Document passage
*** Begin section ***

The University of Florida has not escaped today's economic pressures. But, we believe a strong partnership with the Gainesville community makes us a stronger university, and vice versa. We think that in these tough times, it is both the right thing to do and the smart thing to do to invest in the place we call home.

That is why we moved ahead with the Eastside Campus office building we plan to break ground on Monday. It is also why we continue an aggressive building program that amounts to an investment of hundreds of millions of dollars and job creation engine in the Gainesville community and the North Central Florida region.

About the Eastside Campus office building:

From an internal perspective, we need a central location to bring together offices now spread around at several different places. We will have 82,000 square feet in this three-story space housing at least 300 employees. This will centralize UF's services and people power, improving both efficiency and public access.

For East Gainesville, the building represents another in a series of steps forward. For years, UF's presence in this part of town was confined to UF Shands Eastside Community Practice. But in 2004, we opened the Eastside Campus, locating more than 200 staff members there. At the time, we said we planned further expansion. The new building delivers on that promise. In coming months, we will also launch a $12 million data center.

When all is said and done, we will have spent nearly $35 million at the Eastside Campus, with more than 550 full-time employees based there.

Our presence has a couple of benefits. One, it signifies to the world that this too-long-neglected area of Gainesville is a solid, promising place for redevelopment, new development and new businesses. Two, the addition of 550 people who go out for lunch, run errands and shop inevitably bolsters nearby restaurants and businesses.

Wal-Mart last year opened its Supercenter off Waldo Road, adding as many as 400 new jobs. Satchel's Pizza on Northeast 23rd Avenue nearby is already a Gainesville icon.

On a more philosophical level, it should be obvious that no community can reach its full potential with an entire side of town and its population left out of the picture. To become the creative, singular and enticing city we want to become, we have to open the door to the strengths and contributions of all our residents in all our neighborhoods. It might seem that now is not the time to spend precious dollars on new facilities—wherever they are located.

The opposite is true. The scarcity of other opportunities in the construction industry means that we are paying lot less for a lot more. We had nearly two dozen bids for the Eastside office building, far more than the six or seven that had been customary. As a result, the construction budget is already significantly less than we anticipated.

East Gainesville is not the only area to benefit from this climate. Think of the new UF construction along Archer Road - the Biomedical Sciences Building, the Emerging Pathogens Facility, the Shands at UF Cancer Hospital, and so on.

When combined with the VA Medical Center's expansion, these and other projects add up to $1 billion—that's billion, with a "B"—in new construction and a big source of otherwise scarce jobs and services related to the construction industry.

To be sure, putting up new buildings is not all we do for the community or Florida. We continue to pursue technology commercialization, work that has resulted in dozens of spinoffs and over 1,000 jobs. But, the history of the Sid Martin Biotechnology Incubator in Alachua proves that having the right facilities is key. We are working to augment the BDI with a second technology center at the Shands at AGH site as part of our emerging Innovation Hub.

Author and thinker Richard Florida has said famously that technology, talent and tolerance are the 21st century building blocks for economic development. Universities have them all, but that by itself is not a recipe for success. We need the unique strengths, talents and knowledge of Gainesville and its residents as our partners.

As Florida has written, "The key to the future lies in building stronger bridges between universities and their surrounding communities. The old town-gown boundaries must dissolve until it becomes impossible to see where the university ends and the community begins."

*** End section ***

Recorded data
*** Begin section ***

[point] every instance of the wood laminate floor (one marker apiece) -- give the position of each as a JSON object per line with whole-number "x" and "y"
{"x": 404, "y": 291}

*** End section ***

Instructions for the task
Translate this sentence from the passage on UF's Eastside Campus into Spanish: "We had nearly two dozen bids for the Eastside office building, far more than the six or seven that had been customary." The material is separate from the passage on UF's Eastside Campus.

Exercise output
Recibimos casi dos docenas de ofertas para el edificio de oficinas de Eastside, muchas más que las seis o siete que eran lo habitual.